■ WHAT TO WORK ON
Please copy the lines of the records below without any change, starting at the line that contains "Locate the wood grain" and stopping after the line that contains "xmin=839 ymin=0 xmax=1000 ymax=384".

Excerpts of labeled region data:
# # # # # # #

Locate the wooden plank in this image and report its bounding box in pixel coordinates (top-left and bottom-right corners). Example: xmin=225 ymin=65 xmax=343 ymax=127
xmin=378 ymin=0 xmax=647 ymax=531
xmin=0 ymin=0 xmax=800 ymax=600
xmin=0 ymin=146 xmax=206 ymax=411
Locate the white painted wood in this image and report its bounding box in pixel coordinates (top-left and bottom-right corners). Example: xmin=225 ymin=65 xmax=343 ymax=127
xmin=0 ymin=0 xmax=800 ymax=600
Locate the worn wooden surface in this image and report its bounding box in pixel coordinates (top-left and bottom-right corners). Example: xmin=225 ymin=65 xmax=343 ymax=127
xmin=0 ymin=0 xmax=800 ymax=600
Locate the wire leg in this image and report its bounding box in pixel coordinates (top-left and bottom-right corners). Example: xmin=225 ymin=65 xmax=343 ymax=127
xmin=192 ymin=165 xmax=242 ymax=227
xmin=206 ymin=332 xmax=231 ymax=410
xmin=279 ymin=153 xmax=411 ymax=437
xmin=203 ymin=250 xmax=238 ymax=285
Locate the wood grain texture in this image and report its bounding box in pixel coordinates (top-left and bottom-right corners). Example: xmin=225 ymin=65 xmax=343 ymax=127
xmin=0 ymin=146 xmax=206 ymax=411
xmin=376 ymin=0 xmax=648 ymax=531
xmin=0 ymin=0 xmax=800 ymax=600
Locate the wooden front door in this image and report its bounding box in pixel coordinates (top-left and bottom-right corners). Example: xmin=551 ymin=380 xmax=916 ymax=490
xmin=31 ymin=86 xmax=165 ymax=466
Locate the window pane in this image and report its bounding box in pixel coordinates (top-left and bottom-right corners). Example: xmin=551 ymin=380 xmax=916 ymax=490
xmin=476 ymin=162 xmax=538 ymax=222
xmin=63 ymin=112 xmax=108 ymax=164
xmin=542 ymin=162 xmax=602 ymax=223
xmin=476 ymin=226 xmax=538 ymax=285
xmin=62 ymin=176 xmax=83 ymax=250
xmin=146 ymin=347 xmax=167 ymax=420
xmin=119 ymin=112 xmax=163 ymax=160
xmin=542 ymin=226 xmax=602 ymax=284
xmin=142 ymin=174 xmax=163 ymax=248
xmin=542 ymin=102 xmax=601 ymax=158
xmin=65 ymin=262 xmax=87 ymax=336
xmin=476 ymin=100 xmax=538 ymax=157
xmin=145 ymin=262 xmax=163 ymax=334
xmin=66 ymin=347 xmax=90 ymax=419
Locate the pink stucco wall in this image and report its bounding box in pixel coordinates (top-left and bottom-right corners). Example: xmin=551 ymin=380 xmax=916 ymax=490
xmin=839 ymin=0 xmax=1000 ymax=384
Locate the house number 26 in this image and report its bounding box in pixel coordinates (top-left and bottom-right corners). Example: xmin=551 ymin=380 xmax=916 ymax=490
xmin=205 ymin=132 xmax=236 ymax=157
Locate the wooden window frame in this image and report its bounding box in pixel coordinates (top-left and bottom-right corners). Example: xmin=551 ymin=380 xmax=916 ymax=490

# # # # # # #

■ EXERCISE SOLUTION
Locate the wood grain texture in this image and report its bounding box in pixel coordinates (top-left and bottom-right corners). Example: xmin=225 ymin=65 xmax=343 ymax=127
xmin=0 ymin=146 xmax=206 ymax=411
xmin=376 ymin=0 xmax=648 ymax=531
xmin=0 ymin=0 xmax=800 ymax=600
Locate the wooden front door in this image and report its bounding box in pixel coordinates (top-left and bottom-right corners). Example: xmin=551 ymin=380 xmax=916 ymax=490
xmin=31 ymin=86 xmax=165 ymax=466
Locate the window pane in this image and report its bounding box in pixel coordinates (top-left and bottom-right corners). Example: xmin=551 ymin=380 xmax=916 ymax=490
xmin=476 ymin=162 xmax=538 ymax=222
xmin=63 ymin=112 xmax=108 ymax=164
xmin=542 ymin=162 xmax=602 ymax=223
xmin=476 ymin=226 xmax=538 ymax=285
xmin=62 ymin=176 xmax=83 ymax=250
xmin=146 ymin=347 xmax=167 ymax=420
xmin=119 ymin=112 xmax=163 ymax=160
xmin=542 ymin=226 xmax=602 ymax=284
xmin=142 ymin=174 xmax=163 ymax=248
xmin=542 ymin=102 xmax=601 ymax=158
xmin=65 ymin=262 xmax=87 ymax=336
xmin=476 ymin=100 xmax=538 ymax=157
xmin=145 ymin=262 xmax=163 ymax=334
xmin=66 ymin=347 xmax=90 ymax=419
Locate the pink stucco wall in this image and report its bounding box in pixel coordinates (top-left and bottom-right corners). Example: xmin=551 ymin=380 xmax=916 ymax=490
xmin=839 ymin=0 xmax=1000 ymax=384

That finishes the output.